Among the lines below, which ones contain the word "target"? Copy every such line.
(MATERIAL TO PROCESS begins)
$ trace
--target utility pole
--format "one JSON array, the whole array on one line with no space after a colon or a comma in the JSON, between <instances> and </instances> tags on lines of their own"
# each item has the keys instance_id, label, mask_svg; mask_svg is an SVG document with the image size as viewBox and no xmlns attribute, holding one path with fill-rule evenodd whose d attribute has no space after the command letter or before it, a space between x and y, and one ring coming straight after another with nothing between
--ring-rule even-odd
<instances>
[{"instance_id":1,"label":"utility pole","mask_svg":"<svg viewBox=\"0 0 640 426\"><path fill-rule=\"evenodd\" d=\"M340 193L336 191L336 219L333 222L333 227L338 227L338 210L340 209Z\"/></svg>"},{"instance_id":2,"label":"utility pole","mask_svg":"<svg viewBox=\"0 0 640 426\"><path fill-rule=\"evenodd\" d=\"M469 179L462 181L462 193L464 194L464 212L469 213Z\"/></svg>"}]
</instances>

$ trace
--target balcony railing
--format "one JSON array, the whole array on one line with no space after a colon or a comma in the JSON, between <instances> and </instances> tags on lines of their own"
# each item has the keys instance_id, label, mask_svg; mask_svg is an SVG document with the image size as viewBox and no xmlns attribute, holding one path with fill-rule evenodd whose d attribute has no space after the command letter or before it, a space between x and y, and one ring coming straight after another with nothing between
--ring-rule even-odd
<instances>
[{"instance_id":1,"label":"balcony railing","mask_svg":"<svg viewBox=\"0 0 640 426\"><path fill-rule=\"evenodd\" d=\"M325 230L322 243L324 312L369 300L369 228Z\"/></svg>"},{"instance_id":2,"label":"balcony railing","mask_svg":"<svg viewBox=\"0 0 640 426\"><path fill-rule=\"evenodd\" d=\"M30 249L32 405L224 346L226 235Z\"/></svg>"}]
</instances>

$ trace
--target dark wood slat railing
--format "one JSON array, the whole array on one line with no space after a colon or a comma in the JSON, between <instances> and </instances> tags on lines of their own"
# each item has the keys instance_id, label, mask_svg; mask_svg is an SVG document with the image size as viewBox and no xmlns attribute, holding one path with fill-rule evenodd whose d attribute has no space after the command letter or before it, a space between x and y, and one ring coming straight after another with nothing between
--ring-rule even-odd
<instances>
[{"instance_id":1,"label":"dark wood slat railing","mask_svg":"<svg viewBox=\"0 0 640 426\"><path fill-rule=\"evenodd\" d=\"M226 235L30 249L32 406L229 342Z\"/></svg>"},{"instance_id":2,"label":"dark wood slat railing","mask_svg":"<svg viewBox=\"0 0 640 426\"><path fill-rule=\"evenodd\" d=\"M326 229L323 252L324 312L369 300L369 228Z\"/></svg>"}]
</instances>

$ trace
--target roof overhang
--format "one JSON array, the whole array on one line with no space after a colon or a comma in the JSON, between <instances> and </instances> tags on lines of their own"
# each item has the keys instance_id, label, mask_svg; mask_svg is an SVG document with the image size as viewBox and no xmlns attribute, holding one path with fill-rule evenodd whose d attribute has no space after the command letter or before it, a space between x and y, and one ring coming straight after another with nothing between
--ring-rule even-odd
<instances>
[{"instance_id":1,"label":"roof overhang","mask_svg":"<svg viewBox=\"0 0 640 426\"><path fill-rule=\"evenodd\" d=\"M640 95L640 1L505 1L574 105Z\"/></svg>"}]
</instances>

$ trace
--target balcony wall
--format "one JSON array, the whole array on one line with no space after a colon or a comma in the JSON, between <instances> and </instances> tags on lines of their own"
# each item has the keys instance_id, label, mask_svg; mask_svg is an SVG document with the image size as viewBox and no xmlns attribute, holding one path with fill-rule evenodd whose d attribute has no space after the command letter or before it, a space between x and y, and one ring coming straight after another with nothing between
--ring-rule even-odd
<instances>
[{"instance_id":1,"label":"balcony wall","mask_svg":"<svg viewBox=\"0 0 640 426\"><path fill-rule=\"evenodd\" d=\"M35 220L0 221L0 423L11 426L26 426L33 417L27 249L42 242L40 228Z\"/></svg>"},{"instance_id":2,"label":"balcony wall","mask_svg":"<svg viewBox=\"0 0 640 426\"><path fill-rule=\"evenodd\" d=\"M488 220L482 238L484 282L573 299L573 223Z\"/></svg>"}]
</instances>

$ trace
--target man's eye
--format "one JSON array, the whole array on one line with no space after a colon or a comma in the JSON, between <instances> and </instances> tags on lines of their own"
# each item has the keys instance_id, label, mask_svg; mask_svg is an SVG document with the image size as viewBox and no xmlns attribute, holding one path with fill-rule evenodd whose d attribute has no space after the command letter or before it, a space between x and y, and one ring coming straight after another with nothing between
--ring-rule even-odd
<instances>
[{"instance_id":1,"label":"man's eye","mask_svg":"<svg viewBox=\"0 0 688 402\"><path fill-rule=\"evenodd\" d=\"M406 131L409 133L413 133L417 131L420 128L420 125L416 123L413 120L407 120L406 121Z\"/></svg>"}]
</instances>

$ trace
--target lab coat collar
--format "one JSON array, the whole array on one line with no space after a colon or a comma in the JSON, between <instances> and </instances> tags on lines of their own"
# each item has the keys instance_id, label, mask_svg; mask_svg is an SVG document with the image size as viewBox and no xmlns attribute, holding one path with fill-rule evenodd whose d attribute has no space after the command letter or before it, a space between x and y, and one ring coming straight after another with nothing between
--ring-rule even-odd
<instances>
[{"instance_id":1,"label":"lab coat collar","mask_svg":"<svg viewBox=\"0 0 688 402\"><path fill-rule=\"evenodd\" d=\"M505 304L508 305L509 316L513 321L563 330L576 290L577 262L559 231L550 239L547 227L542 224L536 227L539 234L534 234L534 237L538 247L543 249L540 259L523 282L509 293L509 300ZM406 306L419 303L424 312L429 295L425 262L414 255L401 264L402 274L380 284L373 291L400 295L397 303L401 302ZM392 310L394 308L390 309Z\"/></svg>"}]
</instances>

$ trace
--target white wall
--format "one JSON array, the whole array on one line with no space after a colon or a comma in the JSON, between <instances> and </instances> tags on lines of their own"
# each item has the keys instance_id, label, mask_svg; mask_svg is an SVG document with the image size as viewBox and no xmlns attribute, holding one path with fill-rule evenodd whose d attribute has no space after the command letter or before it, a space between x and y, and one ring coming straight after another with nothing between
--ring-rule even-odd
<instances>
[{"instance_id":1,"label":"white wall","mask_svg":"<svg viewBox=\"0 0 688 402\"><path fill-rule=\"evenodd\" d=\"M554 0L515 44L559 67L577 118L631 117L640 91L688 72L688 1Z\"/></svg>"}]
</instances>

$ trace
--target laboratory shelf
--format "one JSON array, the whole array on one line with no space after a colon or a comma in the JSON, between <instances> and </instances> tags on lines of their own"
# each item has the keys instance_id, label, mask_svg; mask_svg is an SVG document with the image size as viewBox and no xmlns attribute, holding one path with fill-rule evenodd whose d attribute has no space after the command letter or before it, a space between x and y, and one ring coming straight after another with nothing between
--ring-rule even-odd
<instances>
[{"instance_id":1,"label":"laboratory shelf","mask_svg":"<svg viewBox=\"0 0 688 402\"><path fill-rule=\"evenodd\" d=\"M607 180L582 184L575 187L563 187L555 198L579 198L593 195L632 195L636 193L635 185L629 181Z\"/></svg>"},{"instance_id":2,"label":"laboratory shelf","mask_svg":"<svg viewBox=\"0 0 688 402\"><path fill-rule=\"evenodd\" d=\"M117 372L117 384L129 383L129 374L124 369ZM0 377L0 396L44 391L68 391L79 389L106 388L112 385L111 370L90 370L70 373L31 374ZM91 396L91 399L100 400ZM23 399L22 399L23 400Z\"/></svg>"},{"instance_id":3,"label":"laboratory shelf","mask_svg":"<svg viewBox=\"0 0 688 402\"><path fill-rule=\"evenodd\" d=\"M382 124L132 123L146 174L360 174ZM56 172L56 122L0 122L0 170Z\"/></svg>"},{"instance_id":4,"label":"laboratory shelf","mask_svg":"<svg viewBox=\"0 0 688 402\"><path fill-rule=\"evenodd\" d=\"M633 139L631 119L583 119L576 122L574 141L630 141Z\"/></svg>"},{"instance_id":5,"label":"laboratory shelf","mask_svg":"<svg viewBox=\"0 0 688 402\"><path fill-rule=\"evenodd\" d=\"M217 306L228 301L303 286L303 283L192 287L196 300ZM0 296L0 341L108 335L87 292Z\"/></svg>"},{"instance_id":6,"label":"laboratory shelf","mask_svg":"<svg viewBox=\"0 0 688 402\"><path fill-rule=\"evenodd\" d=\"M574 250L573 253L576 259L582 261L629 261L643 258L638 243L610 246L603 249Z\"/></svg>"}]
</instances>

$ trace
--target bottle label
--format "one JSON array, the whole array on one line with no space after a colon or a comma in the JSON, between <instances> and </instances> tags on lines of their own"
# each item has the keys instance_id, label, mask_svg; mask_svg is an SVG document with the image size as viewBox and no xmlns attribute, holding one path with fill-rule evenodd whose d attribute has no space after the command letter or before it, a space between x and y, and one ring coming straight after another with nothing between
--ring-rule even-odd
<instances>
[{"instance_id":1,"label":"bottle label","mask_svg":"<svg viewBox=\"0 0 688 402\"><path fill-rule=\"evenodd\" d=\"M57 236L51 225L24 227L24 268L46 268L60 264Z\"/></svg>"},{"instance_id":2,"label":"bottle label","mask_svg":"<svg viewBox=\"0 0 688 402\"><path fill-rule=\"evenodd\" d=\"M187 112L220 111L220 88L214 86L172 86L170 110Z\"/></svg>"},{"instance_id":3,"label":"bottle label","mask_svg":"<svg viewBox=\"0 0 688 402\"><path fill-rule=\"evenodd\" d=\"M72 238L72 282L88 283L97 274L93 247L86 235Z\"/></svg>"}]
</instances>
(MATERIAL TO PROCESS ends)
**SOLUTION TO THIS TASK:**
--target utility pole
--target balcony railing
--target dark wood slat railing
--target roof overhang
--target balcony wall
--target man's eye
--target lab coat collar
--target white wall
--target laboratory shelf
--target bottle label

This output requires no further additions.